Tropic Offers Academy Award Winners
Reviewed by Shirrel Rhoades
Film Critic, Cooke Communications
Well, I hope your Oscar picks were better than mine. But if there are any winners you missed seeing, you can still catch many of them at the Tropic Cinema.
Coming back is “Dallas Buyers Club,” the HIV drama that garnered Oscars for Matthew McConaughey and Jared Leto as Best Actor and Best Supporting Actor. Philadelphia Inquirer says, “Just about everything is right with Dallas Buyers Club, beginning with Matthew McConaughey's literally transformative portrayal.” Cinemaphile.org calls it “pitch perfect.”
Holding over is “12 Years a Slave,” the intense retelling of Solomon Northrup’s story, a free black man who was kidnapped into slavery in 1841. This picture won three Academy Awards: Best Picture, Best Supporting Actress, and Best Adapted Screenplay. The Standard deems it “a truly impressive piece of filmmaking.” And The New Republic tells us, “It is a film that necessity and education demand seeing.”

* Required action A
In the review of Academy Award winners at the Tropic Cinema, which three Academy Awards did "12 Years a Slave" win?
* Required action B
Proceed with the review of Academy Award winners at the Tropic Cinema, picking up right after its final sentence.
The records that follow have no connection to the review of Academy Award winners at the Tropic Cinema.

(Collected data)
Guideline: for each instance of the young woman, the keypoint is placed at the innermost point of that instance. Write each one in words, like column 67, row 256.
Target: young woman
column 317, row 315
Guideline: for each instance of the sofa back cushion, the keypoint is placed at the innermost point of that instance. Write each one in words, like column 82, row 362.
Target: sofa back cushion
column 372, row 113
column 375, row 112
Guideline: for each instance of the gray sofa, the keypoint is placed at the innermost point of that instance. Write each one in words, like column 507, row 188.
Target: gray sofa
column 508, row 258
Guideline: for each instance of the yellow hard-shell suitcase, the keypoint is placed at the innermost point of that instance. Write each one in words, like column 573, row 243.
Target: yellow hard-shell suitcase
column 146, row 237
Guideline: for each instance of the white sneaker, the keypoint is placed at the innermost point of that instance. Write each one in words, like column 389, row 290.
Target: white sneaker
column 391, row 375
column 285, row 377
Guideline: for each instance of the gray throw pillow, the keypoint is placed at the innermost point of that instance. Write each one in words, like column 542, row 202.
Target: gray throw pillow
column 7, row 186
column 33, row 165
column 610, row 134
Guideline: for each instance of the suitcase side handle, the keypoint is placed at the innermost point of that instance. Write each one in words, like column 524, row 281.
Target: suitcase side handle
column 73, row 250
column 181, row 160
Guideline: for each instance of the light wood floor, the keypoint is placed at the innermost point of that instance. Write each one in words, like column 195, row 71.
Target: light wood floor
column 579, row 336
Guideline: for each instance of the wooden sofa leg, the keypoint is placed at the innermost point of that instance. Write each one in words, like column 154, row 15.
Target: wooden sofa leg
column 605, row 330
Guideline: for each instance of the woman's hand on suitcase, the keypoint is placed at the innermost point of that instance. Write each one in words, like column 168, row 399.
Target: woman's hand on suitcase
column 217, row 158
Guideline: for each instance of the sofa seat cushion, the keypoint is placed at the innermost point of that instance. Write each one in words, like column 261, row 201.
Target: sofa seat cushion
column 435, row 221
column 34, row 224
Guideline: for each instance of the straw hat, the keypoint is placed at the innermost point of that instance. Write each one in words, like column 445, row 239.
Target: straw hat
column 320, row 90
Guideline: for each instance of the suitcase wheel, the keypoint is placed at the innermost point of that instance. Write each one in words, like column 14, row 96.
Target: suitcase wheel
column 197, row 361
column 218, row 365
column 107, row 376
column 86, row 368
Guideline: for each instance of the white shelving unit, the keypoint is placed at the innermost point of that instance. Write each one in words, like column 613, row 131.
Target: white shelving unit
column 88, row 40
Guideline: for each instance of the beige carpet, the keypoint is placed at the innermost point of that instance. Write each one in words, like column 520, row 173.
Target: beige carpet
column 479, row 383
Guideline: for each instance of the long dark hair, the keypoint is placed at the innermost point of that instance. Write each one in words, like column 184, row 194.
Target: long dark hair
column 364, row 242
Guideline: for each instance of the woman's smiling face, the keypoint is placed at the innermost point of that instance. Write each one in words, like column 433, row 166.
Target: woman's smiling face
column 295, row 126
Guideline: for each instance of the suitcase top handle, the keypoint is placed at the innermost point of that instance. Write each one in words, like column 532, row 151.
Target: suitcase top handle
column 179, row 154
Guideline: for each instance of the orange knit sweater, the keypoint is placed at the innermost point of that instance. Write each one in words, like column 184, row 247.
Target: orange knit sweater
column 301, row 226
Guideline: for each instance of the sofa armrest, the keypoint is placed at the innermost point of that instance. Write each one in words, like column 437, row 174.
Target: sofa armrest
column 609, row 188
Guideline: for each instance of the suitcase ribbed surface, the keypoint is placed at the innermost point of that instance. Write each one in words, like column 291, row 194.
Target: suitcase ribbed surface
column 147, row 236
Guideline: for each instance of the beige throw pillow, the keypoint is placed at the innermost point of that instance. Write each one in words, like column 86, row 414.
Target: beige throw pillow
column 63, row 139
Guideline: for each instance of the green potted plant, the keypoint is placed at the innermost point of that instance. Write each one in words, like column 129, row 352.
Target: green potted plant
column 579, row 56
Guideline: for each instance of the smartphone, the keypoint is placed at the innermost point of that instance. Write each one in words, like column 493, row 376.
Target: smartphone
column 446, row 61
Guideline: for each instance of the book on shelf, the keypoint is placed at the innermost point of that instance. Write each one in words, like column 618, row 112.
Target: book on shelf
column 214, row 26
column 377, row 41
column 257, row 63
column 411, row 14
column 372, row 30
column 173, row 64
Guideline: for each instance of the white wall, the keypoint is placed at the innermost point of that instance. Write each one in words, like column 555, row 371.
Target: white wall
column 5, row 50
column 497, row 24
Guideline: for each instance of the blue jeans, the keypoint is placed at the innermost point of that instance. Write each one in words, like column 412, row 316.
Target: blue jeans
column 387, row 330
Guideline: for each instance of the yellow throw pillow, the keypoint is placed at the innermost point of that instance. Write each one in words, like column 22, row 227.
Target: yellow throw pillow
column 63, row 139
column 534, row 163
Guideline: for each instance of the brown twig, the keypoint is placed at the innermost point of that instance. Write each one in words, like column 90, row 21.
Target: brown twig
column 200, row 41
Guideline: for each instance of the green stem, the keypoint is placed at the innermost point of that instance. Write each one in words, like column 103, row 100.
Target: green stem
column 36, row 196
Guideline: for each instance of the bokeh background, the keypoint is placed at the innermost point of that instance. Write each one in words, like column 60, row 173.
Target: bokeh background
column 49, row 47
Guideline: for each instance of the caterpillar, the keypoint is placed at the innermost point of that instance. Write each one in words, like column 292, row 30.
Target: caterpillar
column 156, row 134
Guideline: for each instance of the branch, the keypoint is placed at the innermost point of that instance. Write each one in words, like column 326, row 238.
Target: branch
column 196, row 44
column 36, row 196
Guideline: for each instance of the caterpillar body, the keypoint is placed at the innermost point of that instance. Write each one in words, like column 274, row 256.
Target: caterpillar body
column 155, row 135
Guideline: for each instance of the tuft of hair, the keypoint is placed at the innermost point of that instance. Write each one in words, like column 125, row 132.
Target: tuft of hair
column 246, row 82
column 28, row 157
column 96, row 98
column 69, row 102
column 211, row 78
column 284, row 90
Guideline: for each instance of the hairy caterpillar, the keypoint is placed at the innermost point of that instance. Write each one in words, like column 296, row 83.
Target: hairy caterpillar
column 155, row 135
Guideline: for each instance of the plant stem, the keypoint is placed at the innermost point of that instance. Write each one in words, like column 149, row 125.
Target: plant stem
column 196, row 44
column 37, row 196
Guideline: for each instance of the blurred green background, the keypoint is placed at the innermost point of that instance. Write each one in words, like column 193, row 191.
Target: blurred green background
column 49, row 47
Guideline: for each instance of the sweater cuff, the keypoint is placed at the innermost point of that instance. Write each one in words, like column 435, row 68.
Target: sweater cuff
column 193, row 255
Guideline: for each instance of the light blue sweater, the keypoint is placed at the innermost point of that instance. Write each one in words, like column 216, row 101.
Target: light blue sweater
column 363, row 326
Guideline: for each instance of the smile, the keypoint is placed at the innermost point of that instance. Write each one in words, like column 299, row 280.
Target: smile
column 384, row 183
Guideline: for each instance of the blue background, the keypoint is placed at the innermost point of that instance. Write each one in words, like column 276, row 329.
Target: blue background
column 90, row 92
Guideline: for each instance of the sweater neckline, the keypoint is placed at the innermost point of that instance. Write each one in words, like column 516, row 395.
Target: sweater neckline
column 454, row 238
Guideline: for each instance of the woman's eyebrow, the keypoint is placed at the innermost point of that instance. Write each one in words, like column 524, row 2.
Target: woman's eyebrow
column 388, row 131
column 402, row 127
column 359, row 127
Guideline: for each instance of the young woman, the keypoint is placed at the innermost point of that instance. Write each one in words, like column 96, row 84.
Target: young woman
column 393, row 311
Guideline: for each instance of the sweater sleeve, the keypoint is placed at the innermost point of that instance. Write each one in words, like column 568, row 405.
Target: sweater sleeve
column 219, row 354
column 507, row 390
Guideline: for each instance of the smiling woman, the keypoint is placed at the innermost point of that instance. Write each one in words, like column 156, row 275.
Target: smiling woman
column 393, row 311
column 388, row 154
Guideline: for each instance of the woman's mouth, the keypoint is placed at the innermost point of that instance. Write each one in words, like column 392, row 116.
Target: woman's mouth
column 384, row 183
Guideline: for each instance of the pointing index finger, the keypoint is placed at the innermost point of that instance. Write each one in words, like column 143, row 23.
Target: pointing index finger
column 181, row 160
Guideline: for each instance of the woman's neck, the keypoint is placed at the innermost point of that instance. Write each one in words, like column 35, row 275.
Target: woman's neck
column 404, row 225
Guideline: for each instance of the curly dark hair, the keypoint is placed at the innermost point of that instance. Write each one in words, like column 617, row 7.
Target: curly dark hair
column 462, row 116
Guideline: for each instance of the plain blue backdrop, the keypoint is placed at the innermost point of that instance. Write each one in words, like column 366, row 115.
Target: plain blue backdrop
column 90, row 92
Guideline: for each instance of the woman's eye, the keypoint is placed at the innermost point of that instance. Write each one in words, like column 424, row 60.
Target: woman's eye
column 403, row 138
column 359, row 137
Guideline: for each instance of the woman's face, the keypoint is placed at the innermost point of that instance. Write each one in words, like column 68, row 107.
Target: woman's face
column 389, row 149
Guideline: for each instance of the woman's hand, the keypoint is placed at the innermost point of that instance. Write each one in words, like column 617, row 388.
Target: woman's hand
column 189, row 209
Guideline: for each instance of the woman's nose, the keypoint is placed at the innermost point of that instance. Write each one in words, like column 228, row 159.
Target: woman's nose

* Task result A
Best Picture, Best Supporting Actress, and Best Adapted Screenplay.

* Task result B
Holding over is “American Hustle,” a darkly comic rehash of the FBI’s Abscam sting. While the film got locked out of any Oscars, it had an impressive ten nominations. Passionate Moviegoer calls it “compulsively watchable.” And Baret News sees it as a “memorable masterpiece.”
For those looking for serious drama, there’s “Gloria,” the Spanish-Chilean film about a woman of a certain age. ABC Radio Brisbane terms it “An engaging character study.’ And Detroit News says, “By its end, you want to cheer the simple act of living.”
Giving us a little-known tale from World War II is “The Monuments Men,” telling how an elite group of soldiers (George Clooney et al.) saved art works from Hitler. Minneapolis Star Tribune calls it “a sturdy, old-school, big-scale Greatest Generation war movie.” While handing out some critical lumps, Daily Express admits that it’s “a fun and fitting tribute to some unsung heroes with bags of old-fashioned charm.”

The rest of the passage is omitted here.